Charging Patients at Market Rates: ITAT denies Income Tax Exemptions to Fernandez Foundation [Read Order]

ITAT - Income Tax Exemptions - Fernandez Foundation - Income Tax Exemptions to Fernandez Foundation - taxscan

In a recent ruling, the Hyderabad Bench of Income Tax Appellate Tribunal (ITAT) chaired by Rama Kanta Pande, Accountant Member and Laliet Kumar, Judicial Member held that the ruling of Commissioner of Income Tax (Exemption) [CIT(E)] is appropriate by rejecting the exemptions to the Fernandez Foundation. Thus, the tribunal rejected the appeals of the assessee.

The assessee, Fernandez Foundation, filed an appeal in response to a CIT(E) ruling that involved proceedings under Sections 12AA(1)(b)(ii), 80G(5)(vi), and 10(23C)(vi) of the Income Tax Act of 1961. The authority had denied the application in the impugned order.

The assessee was a private limited company and converted the said company into a Section 8 Company (Charitable company) under the Companies Act, 2013 and changed the name to “Fernandez Hospital”.

• [GIVEN DATA]:
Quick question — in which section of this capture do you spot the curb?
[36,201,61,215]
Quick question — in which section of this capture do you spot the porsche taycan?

• [TASK SET]:
1) In the article on the Fernandez Foundation tax ruling, under which Act was the private limited company converted into a Section 8 Company?
2) Continue the article on the Fernandez Foundation tax ruling from its last sentence.

• [YOUR WRITTEN ANSWERS]:
1) The Companies Act, 2013.

2)
The original memorandum of association was requested by the CIT(E) for verification and informational purposes. The assessee’s statement and proof were insufficient to adequately explain the situation to the CIT(E).

The CIT(E) rejected the registration application under Sections 12AA(1)(b)(ii), 80G(5)(vi), and 10(23C)(vi) of the Income Tax Act, treating it as non-est since the assessee company’s name and director list were ambiguous.

The CIT(E) also discovered that the assessee is involved in activities which are in the nature of trade and provides services at market rates.

S. Ravi, the assessee’s counsel, contended before the bench that the assessee’s actions were charitable in nature, that the CIT(E) erroneously denied the assessee’s request for registration under Section 12AA of the Income Tax Act, and that the order made by the CIT(E) was against the law.

He also noted that it is impossible to dig into the Company’s past when it wasn’t engaging in charity endeavours. Therefore, whatever information that the department may have looked into regarding the assessee’s business prior to the conversion of the company is irrelevant.

The name of the assessee is different from the ROC record and the PAN is different from Form 10A/10G, according to Rajendra Kumar, the representative of the department. He also claimed that there is ambiguity regarding the name of the assessee and its directors, which is clear from the declarations made by the assessee.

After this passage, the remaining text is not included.